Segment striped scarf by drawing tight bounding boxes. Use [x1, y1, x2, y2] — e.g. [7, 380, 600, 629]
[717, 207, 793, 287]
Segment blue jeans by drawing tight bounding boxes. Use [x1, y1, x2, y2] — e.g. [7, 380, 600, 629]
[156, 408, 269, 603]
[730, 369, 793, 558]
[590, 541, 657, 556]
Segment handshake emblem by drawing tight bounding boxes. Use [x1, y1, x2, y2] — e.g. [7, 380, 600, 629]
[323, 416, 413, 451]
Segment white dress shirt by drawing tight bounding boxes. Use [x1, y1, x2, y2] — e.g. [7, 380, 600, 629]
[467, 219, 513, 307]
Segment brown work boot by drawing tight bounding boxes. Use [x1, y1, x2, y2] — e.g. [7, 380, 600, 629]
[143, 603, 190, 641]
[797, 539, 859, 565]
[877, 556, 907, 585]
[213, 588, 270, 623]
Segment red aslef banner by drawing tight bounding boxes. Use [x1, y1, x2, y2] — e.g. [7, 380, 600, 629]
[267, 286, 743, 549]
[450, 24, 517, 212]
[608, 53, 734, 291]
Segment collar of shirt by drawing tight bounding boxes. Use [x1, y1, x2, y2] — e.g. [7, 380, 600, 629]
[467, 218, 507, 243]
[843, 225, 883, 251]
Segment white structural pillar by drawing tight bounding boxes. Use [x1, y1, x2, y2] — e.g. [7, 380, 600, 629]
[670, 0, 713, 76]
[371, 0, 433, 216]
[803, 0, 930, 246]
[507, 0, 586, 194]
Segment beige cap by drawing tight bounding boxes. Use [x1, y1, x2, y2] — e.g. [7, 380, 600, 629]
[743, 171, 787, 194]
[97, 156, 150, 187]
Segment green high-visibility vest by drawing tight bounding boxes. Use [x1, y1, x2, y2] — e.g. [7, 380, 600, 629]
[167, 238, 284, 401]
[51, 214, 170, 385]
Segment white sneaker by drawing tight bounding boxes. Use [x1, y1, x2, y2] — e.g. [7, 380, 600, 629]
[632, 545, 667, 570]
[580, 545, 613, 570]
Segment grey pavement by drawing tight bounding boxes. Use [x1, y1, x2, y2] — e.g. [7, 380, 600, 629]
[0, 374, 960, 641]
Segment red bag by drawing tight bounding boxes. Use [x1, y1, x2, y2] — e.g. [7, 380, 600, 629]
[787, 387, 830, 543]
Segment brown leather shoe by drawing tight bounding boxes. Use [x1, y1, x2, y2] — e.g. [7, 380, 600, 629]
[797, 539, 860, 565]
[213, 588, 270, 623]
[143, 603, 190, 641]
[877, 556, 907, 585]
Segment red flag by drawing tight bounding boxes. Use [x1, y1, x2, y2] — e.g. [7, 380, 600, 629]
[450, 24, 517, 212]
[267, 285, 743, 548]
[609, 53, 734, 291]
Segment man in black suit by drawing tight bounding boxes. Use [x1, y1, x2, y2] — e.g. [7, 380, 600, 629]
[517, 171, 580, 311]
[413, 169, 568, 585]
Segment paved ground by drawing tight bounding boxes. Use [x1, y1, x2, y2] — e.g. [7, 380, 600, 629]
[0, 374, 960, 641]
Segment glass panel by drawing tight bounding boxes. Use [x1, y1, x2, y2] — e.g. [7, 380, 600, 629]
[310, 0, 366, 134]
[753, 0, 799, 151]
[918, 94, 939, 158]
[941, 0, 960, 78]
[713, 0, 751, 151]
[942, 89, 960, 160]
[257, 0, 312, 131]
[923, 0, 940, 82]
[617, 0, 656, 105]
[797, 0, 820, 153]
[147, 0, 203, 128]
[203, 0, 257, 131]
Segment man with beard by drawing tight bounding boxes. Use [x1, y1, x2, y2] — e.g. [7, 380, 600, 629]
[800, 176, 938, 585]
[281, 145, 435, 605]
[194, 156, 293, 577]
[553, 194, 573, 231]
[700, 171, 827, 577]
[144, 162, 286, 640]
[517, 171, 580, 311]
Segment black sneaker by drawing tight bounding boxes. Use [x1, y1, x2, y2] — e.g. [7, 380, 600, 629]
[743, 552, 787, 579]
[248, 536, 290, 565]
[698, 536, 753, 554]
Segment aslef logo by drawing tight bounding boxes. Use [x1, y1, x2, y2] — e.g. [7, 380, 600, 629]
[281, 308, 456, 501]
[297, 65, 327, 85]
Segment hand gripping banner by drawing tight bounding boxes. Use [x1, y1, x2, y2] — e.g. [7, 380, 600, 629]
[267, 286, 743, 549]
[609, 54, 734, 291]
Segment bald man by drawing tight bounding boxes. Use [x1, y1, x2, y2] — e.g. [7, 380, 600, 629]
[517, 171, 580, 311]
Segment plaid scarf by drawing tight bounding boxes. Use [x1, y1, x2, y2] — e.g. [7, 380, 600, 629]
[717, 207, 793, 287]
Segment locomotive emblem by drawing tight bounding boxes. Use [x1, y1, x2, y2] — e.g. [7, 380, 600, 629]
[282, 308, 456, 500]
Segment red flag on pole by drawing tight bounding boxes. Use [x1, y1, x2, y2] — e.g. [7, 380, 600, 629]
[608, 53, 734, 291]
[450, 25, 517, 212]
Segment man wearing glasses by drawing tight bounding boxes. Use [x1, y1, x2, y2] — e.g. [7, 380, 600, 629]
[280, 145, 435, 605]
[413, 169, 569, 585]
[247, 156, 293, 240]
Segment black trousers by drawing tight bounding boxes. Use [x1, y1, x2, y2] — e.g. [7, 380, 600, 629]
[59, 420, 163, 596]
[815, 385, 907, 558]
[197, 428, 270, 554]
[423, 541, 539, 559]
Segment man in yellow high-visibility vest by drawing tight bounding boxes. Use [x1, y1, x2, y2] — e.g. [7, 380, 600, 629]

Exercise details:
Could you render every line of the records above as a Markdown table with two columns, Row for a running number and Line for the line itself, leaving out any blank lines?

Written answer:
| Row | Line |
|---|---|
| 1 | Segment striped scarf by drawing tight bounding boxes. Use [x1, y1, x2, y2] — e.g. [7, 380, 600, 629] |
| 2 | [717, 207, 793, 287] |
| 3 | Segment blue jeans by drawing tight bounding boxes. Use [x1, y1, x2, y2] — e.g. [7, 380, 600, 629] |
| 4 | [156, 408, 269, 603] |
| 5 | [730, 369, 793, 558] |
| 6 | [590, 541, 657, 556] |
| 7 | Segment handshake emblem by drawing tight bounding boxes. Use [x1, y1, x2, y2] — e.g. [7, 380, 600, 629] |
| 8 | [323, 416, 413, 451] |
| 9 | Segment white dress shirt by drawing tight bounding boxes. Use [x1, y1, x2, y2] — e.g. [7, 380, 600, 629] |
| 10 | [467, 219, 513, 307] |
| 11 | Segment brown work boot by drawing tight bounding boxes. Use [x1, y1, x2, y2] — e.g. [7, 380, 600, 629] |
| 12 | [143, 603, 190, 641] |
| 13 | [797, 539, 859, 565] |
| 14 | [877, 556, 907, 585] |
| 15 | [213, 588, 270, 623] |
| 16 | Segment red aslef banner by drawing tight bounding boxes. Use [x1, y1, x2, y2] — e.g. [7, 380, 600, 629] |
| 17 | [267, 286, 743, 549] |
| 18 | [450, 24, 517, 212] |
| 19 | [608, 53, 734, 291] |
| 20 | Segment collar of shirt by drawing tight bounding boxes. Use [x1, y1, x2, y2] — e.g. [7, 380, 600, 629] |
| 21 | [467, 218, 507, 243] |
| 22 | [843, 225, 883, 251] |
| 23 | Segment white structural pillar by drawing tight bounding boxes. Use [x1, y1, x2, y2] — e.g. [7, 380, 600, 629] |
| 24 | [670, 0, 713, 76] |
| 25 | [371, 0, 433, 216] |
| 26 | [803, 0, 930, 246] |
| 27 | [507, 0, 586, 194] |
| 28 | Segment beige cap by drawing tight bounding boxes. Use [x1, y1, x2, y2] — e.g. [7, 380, 600, 629] |
| 29 | [743, 171, 787, 194] |
| 30 | [97, 156, 150, 187] |
| 31 | Segment green high-visibility vest by drawing tight bounding boxes. Use [x1, y1, x2, y2] — e.g. [7, 380, 600, 629] |
| 32 | [167, 238, 284, 401] |
| 33 | [51, 214, 170, 385] |
| 34 | Segment white sneaker by drawing tight bounding boxes. Use [x1, y1, x2, y2] — e.g. [7, 380, 600, 629] |
| 35 | [632, 545, 667, 570] |
| 36 | [580, 545, 613, 570] |
| 37 | Segment grey pavement by drawing tight bounding boxes. Use [x1, y1, x2, y2] — e.g. [7, 380, 600, 629] |
| 38 | [0, 374, 960, 641] |
| 39 | Segment red bag by drawing tight bounding boxes. Use [x1, y1, x2, y2] — e.g. [7, 380, 600, 629] |
| 40 | [787, 387, 830, 543] |
| 41 | Segment brown leather shoe by drawing tight bounding boxes. Use [x1, y1, x2, y2] — e.g. [7, 380, 600, 629] |
| 42 | [797, 539, 860, 565] |
| 43 | [213, 588, 270, 623] |
| 44 | [143, 603, 190, 641] |
| 45 | [877, 556, 907, 585] |
| 46 | Segment red flag by drawing tight bounding boxes. Use [x1, y1, x2, y2] — e.g. [7, 380, 600, 629] |
| 47 | [450, 24, 517, 212] |
| 48 | [267, 285, 743, 548] |
| 49 | [609, 53, 734, 291] |
| 50 | Segment man in black suit by drawing tight bounding boxes. Use [x1, y1, x2, y2] — e.g. [7, 380, 600, 629] |
| 51 | [517, 171, 580, 311] |
| 52 | [413, 169, 568, 585] |
| 53 | Segment paved ground by drawing tight bounding boxes. Use [x1, y1, x2, y2] — e.g. [7, 380, 600, 629] |
| 54 | [0, 374, 960, 641] |
| 55 | Segment glass panel by drawing tight bounding boxes. Use [x1, y1, x2, y2] — e.g. [7, 380, 600, 629] |
| 56 | [310, 0, 366, 134] |
| 57 | [753, 0, 799, 151] |
| 58 | [918, 94, 939, 158] |
| 59 | [941, 0, 960, 78] |
| 60 | [713, 0, 751, 151] |
| 61 | [942, 89, 960, 160] |
| 62 | [257, 0, 312, 131] |
| 63 | [923, 0, 940, 82] |
| 64 | [617, 0, 656, 105] |
| 65 | [797, 0, 820, 153] |
| 66 | [147, 0, 203, 128] |
| 67 | [203, 0, 257, 131] |
| 68 | Segment man with beard by drawing tight bounding boxes. Use [x1, y1, x2, y2] — e.g. [7, 380, 600, 629] |
| 69 | [800, 176, 938, 585] |
| 70 | [281, 145, 435, 605] |
| 71 | [194, 156, 293, 577] |
| 72 | [553, 194, 573, 231] |
| 73 | [700, 171, 827, 577] |
| 74 | [144, 162, 286, 640] |
| 75 | [517, 171, 580, 311] |
| 76 | Segment black sneaker by drawing tight bounding boxes. Use [x1, y1, x2, y2] — e.g. [7, 380, 600, 629] |
| 77 | [743, 552, 787, 579] |
| 78 | [248, 536, 290, 565] |
| 79 | [698, 536, 753, 554] |
| 80 | Segment aslef logo by drawing tight bounding boxes. Use [x1, y1, x2, y2] — e.g. [7, 380, 600, 629] |
| 81 | [281, 308, 456, 501] |
| 82 | [297, 65, 327, 85] |
| 83 | Segment hand gripping banner by drawing tight bounding boxes. Use [x1, y1, x2, y2] — e.g. [7, 380, 600, 629] |
| 84 | [267, 286, 743, 549] |
| 85 | [609, 54, 734, 291] |
| 86 | Segment bald man by drawing tight bounding boxes. Use [x1, y1, x2, y2] — e.g. [7, 380, 600, 629] |
| 87 | [517, 171, 580, 311] |
| 88 | Segment plaid scarf by drawing tight bounding boxes. Use [x1, y1, x2, y2] — e.g. [7, 380, 600, 629] |
| 89 | [717, 207, 793, 287] |
| 90 | Segment locomotive emblem by drawing tight bounding boxes. Use [x1, y1, x2, y2] — e.g. [7, 380, 600, 629] |
| 91 | [282, 308, 456, 500] |
| 92 | Segment red flag on pole by drawing tight bounding boxes. Use [x1, y1, x2, y2] — e.g. [7, 380, 600, 629] |
| 93 | [608, 53, 734, 291] |
| 94 | [450, 25, 517, 212] |
| 95 | Segment man wearing glasses by drawing tight bounding boxes. Use [x1, y1, x2, y2] — e.g. [7, 380, 600, 629] |
| 96 | [280, 145, 435, 605] |
| 97 | [413, 169, 569, 585] |
| 98 | [247, 156, 293, 240] |
| 99 | Segment black trousers by drawing tight bounding boxes. Use [x1, y1, x2, y2] — e.g. [7, 380, 600, 629] |
| 100 | [59, 420, 163, 596] |
| 101 | [815, 385, 907, 558] |
| 102 | [197, 428, 270, 554] |
| 103 | [423, 541, 539, 559] |
| 104 | Segment man in yellow high-visibility vest by drawing tight bounding boxes. Use [x1, y1, x2, y2] — e.g. [7, 380, 600, 629] |